- _OBJECTIVE_: The records below are to be copied word for word, with every picture left out.

- _RECORDS SUPPLIED_:
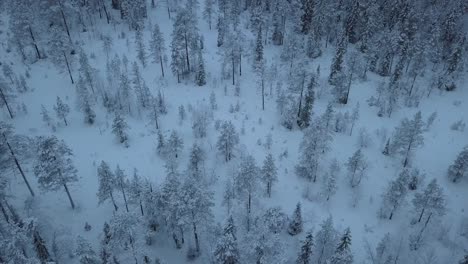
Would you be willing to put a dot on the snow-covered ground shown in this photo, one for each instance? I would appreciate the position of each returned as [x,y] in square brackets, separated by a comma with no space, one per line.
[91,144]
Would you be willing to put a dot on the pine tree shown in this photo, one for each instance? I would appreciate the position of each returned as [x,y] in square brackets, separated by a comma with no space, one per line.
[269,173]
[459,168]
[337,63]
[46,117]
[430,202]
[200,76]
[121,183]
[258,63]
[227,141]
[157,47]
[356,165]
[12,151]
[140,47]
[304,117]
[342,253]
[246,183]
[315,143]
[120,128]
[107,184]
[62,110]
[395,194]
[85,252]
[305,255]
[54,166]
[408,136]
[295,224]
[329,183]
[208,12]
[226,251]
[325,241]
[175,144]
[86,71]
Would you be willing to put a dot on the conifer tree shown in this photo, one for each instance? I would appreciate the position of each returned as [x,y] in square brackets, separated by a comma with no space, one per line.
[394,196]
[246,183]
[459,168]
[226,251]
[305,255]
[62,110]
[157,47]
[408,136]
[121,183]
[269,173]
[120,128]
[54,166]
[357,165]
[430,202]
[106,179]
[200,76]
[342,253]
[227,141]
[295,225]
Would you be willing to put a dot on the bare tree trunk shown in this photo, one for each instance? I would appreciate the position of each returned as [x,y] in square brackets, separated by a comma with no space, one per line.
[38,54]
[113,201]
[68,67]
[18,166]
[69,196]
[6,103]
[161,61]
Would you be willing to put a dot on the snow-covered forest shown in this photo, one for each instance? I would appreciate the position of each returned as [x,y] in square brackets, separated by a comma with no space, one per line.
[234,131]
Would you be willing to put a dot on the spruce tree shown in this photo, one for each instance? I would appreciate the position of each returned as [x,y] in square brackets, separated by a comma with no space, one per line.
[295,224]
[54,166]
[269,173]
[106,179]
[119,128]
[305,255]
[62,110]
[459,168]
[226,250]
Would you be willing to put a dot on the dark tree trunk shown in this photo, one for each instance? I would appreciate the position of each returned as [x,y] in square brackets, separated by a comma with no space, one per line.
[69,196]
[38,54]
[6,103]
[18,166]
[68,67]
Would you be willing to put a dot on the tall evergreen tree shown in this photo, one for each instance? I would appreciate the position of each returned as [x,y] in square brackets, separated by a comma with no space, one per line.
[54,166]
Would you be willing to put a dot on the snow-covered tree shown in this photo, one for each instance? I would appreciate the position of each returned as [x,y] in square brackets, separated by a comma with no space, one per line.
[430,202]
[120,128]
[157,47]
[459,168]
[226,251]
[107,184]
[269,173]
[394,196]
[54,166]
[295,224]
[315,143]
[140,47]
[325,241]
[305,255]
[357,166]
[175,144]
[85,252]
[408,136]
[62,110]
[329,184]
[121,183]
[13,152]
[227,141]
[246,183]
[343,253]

- _ANSWER TO THIS EXERCISE_:
Would you be willing to put a dot on the snow-covered ground shown in this photo, one for each instance? I would appreciate the position of each returned as [x,y] in square brackets, separated by a comma with no space, one per line.
[91,144]
Would you be willing to put a dot on the pine tree shown in this photo, one for each instance? I would appreciate the position of each returned as [x,y] in square brackets, separated by a comma with no space, one per line.
[269,173]
[459,168]
[337,63]
[46,117]
[430,202]
[200,76]
[121,183]
[258,63]
[227,141]
[157,47]
[356,165]
[12,151]
[140,47]
[304,117]
[342,253]
[246,183]
[315,143]
[120,128]
[107,184]
[62,110]
[395,194]
[85,252]
[305,255]
[54,166]
[408,136]
[295,224]
[329,183]
[208,12]
[226,251]
[325,241]
[175,144]
[86,71]
Would you be willing to put a dot on the conifer tree shown in this photo, one for each instance? I would appreciate the position of each returned as [x,y] in square brackets, separated by a comma with no space, one per line.
[394,196]
[246,183]
[459,168]
[226,251]
[305,255]
[62,110]
[157,47]
[408,136]
[121,183]
[269,173]
[120,128]
[54,166]
[357,165]
[430,202]
[106,179]
[200,76]
[342,253]
[227,141]
[295,225]
Would you be willing to put a dot on the bare tree trunk shown in this photo, one for each instance? I would appreciate the position of each returned as [x,y] in square brackets, separated by a comma with no space, one per line.
[38,54]
[113,201]
[68,67]
[18,166]
[69,196]
[6,103]
[161,61]
Would you be willing to put a dot on the snow-covered forest shown in this photo, one for each instance? I would appreciate the position of each returned as [x,y] in square brackets, separated by a comma with no space, one per line.
[234,131]
Would you be willing to put a dot on the spruce tree shown in this photo, one for each instance? I would appreciate the position of each returned as [x,y] in square brackets, separated by a comma with no space, one per line.
[295,224]
[54,166]
[269,173]
[106,179]
[119,128]
[305,255]
[62,110]
[459,168]
[226,250]
Would you be willing to put a dot on the dark tree trunk shown in this photo, one for each instance? I would appreciate the position of each returned as [x,y] in square brackets, separated by a comma with no space, one per line.
[69,196]
[38,54]
[6,103]
[18,166]
[68,67]
Would you be willing to put a dot on the tall evergreen tree shown in this photo, one for each instance? I would appreciate the position of each returned as [x,y] in square brackets, separated by a comma with no space, one per line.
[54,166]
Would you be willing to put a dot on the snow-covered tree shown in this photo, one for each instance? I would appreciate the position of each returned as [x,y] in square brackets, separated by a comma with no space, one per line.
[430,202]
[120,128]
[157,47]
[459,168]
[226,251]
[107,184]
[269,173]
[394,196]
[54,166]
[295,224]
[315,143]
[140,47]
[325,241]
[305,255]
[357,166]
[175,144]
[85,252]
[408,136]
[62,110]
[329,184]
[121,183]
[13,152]
[227,141]
[246,183]
[343,253]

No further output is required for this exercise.